Start of The data

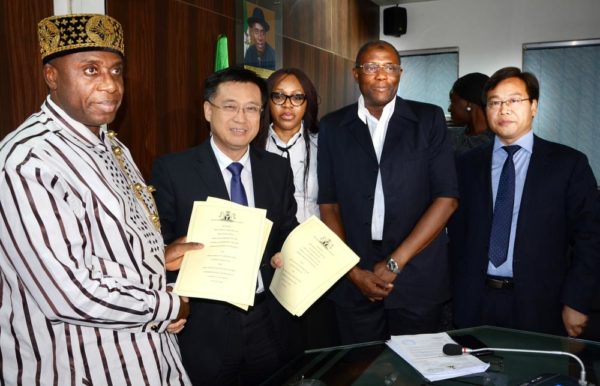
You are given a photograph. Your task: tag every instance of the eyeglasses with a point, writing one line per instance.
(280, 98)
(496, 104)
(229, 108)
(373, 68)
(258, 31)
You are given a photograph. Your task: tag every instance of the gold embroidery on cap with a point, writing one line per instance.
(70, 33)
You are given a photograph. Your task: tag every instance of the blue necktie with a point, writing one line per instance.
(238, 193)
(503, 208)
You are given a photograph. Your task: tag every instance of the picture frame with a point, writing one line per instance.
(258, 36)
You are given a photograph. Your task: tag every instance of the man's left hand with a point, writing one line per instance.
(383, 272)
(574, 321)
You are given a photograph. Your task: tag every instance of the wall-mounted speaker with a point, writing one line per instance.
(394, 21)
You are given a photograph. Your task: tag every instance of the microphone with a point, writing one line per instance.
(456, 349)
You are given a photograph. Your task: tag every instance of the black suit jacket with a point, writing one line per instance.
(417, 166)
(193, 175)
(559, 217)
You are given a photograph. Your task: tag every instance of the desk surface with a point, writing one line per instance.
(374, 363)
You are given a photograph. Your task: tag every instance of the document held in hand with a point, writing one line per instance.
(226, 269)
(314, 258)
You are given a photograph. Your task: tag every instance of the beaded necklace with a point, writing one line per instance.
(140, 190)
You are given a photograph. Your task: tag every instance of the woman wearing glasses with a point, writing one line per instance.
(290, 129)
(467, 110)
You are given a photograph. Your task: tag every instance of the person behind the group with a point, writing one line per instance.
(260, 53)
(387, 186)
(83, 295)
(290, 129)
(467, 110)
(525, 252)
(222, 344)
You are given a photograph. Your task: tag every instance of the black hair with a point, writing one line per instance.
(531, 82)
(234, 74)
(375, 44)
(310, 118)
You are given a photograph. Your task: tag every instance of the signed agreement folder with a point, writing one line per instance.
(234, 238)
(314, 258)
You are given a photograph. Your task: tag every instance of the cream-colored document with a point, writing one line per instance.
(425, 353)
(314, 258)
(234, 238)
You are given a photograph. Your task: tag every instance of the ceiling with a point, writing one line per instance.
(394, 2)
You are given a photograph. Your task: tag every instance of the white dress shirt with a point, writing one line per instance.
(306, 197)
(246, 176)
(521, 160)
(378, 130)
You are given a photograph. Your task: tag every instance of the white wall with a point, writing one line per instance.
(490, 33)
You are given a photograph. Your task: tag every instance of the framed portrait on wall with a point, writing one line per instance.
(259, 39)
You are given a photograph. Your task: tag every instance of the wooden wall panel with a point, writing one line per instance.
(170, 49)
(23, 89)
(325, 44)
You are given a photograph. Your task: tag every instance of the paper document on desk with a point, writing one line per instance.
(424, 353)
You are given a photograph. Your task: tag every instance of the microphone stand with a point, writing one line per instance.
(582, 374)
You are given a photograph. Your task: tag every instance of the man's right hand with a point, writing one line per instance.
(184, 308)
(371, 285)
(174, 252)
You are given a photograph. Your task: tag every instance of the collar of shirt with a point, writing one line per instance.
(246, 175)
(526, 143)
(225, 161)
(77, 129)
(521, 161)
(364, 114)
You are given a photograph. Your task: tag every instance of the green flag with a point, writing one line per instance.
(221, 56)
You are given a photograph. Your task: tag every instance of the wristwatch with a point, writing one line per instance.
(392, 265)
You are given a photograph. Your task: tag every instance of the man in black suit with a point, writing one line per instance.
(221, 344)
(534, 266)
(387, 186)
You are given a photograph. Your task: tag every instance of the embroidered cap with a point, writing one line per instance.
(67, 34)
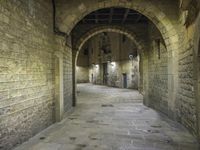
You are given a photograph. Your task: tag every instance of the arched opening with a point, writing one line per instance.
(125, 33)
(109, 63)
(158, 69)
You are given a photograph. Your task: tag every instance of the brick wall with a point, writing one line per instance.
(27, 45)
(157, 71)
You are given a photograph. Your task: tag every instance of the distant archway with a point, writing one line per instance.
(95, 31)
(156, 16)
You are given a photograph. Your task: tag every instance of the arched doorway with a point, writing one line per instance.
(166, 29)
(98, 30)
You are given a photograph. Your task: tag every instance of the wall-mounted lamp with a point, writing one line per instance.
(113, 64)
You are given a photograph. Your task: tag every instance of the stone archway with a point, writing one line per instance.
(91, 33)
(156, 16)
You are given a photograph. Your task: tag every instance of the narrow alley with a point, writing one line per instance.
(112, 119)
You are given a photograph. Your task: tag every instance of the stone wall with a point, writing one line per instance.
(157, 71)
(67, 77)
(27, 46)
(187, 101)
(118, 63)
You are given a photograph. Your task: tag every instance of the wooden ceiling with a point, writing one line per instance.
(114, 16)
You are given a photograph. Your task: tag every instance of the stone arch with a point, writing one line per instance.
(91, 33)
(117, 29)
(159, 19)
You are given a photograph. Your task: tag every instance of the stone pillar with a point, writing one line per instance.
(59, 98)
(74, 59)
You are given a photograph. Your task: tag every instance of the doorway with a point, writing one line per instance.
(198, 88)
(105, 73)
(125, 85)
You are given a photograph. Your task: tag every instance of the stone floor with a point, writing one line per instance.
(112, 119)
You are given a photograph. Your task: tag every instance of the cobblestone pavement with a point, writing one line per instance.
(112, 119)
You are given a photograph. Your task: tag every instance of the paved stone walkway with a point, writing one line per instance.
(112, 119)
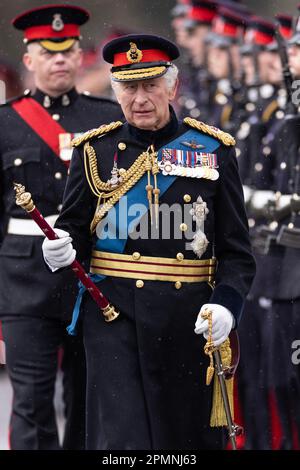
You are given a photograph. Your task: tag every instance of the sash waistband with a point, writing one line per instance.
(150, 268)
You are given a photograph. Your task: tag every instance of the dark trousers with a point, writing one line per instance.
(32, 359)
(146, 370)
(285, 374)
(253, 375)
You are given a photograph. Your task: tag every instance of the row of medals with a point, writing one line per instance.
(205, 172)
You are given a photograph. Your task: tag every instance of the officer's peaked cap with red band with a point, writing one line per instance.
(139, 56)
(295, 39)
(55, 27)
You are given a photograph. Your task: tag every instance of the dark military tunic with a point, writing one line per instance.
(34, 305)
(146, 370)
(25, 158)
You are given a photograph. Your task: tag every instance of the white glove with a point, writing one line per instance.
(247, 193)
(261, 198)
(58, 253)
(222, 323)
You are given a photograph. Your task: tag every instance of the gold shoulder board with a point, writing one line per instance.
(224, 137)
(104, 129)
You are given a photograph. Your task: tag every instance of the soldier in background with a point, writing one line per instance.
(197, 86)
(224, 65)
(10, 77)
(35, 136)
(146, 385)
(254, 375)
(283, 259)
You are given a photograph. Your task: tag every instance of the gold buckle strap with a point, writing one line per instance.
(152, 268)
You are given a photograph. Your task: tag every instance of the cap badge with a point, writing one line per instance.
(57, 23)
(134, 54)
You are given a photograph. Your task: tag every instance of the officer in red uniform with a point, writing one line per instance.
(146, 382)
(35, 134)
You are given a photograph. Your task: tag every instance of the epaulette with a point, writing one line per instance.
(224, 137)
(26, 94)
(104, 129)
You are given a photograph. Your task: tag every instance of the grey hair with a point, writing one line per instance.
(170, 76)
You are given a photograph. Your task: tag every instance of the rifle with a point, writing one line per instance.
(291, 108)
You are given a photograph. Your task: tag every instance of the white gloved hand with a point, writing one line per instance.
(247, 193)
(222, 323)
(58, 253)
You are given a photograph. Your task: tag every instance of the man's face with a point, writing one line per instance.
(294, 60)
(275, 69)
(145, 103)
(249, 69)
(54, 72)
(264, 59)
(195, 44)
(218, 64)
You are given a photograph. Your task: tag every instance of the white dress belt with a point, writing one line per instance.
(27, 226)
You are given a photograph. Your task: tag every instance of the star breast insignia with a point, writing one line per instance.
(193, 145)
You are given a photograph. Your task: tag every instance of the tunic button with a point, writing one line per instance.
(183, 227)
(18, 162)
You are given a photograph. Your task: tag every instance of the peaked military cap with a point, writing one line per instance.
(55, 27)
(228, 27)
(285, 28)
(139, 56)
(295, 39)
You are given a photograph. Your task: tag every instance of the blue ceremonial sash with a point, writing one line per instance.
(117, 218)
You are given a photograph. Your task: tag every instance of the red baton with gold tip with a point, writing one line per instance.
(24, 200)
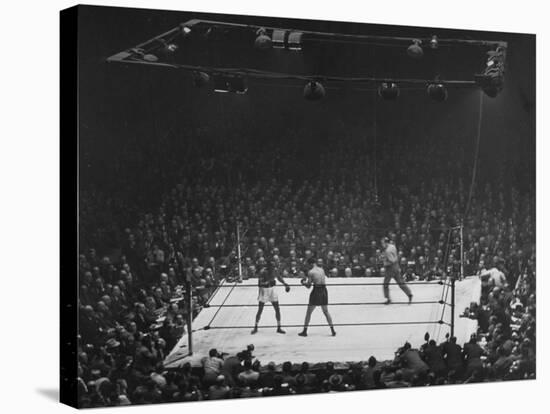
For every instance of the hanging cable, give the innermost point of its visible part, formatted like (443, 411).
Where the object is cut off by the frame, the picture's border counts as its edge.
(474, 172)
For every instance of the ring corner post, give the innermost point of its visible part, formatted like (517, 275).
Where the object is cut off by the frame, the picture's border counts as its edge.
(189, 299)
(453, 306)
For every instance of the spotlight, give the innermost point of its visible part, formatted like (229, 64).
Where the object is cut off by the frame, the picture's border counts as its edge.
(295, 41)
(227, 83)
(388, 91)
(149, 57)
(491, 81)
(437, 91)
(200, 79)
(314, 91)
(185, 31)
(263, 41)
(491, 85)
(415, 50)
(279, 38)
(171, 47)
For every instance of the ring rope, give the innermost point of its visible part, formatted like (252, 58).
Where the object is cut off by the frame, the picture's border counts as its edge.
(223, 303)
(249, 305)
(439, 282)
(207, 327)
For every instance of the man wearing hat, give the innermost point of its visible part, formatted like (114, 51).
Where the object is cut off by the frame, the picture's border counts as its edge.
(391, 264)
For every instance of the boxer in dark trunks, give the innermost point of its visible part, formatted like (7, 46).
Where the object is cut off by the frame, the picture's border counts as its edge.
(318, 296)
(267, 277)
(391, 263)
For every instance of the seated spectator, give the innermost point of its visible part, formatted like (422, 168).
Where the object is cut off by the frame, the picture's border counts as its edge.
(248, 376)
(212, 365)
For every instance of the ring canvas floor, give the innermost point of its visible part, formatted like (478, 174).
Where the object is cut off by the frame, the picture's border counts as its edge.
(230, 326)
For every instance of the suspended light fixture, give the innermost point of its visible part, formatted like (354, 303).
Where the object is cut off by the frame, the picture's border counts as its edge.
(200, 79)
(415, 50)
(295, 41)
(278, 38)
(491, 81)
(437, 91)
(149, 57)
(185, 31)
(263, 41)
(388, 90)
(314, 91)
(229, 83)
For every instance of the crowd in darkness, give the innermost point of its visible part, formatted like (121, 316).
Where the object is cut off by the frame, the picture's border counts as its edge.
(290, 205)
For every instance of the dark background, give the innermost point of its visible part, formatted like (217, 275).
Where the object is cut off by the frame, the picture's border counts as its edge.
(139, 107)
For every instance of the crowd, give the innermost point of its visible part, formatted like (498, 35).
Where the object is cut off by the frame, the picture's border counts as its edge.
(289, 206)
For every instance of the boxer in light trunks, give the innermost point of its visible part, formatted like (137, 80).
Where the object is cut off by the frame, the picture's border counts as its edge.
(267, 277)
(391, 263)
(318, 296)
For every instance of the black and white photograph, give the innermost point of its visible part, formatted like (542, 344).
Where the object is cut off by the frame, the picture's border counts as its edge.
(272, 206)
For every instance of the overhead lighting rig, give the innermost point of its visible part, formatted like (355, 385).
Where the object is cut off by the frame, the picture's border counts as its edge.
(163, 50)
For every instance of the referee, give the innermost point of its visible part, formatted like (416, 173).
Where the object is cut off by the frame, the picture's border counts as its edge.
(391, 263)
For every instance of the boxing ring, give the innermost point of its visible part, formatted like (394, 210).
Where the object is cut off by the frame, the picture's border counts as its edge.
(364, 325)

End of The data

Your answer should be the lines of the records that include the word "boxer".

For every instance of the boxer in dark trunks, give the innermost point of its visible part, formatted like (7, 46).
For every instance of the boxer in light trunks, give the innermost point of its visible part, formatted like (137, 80).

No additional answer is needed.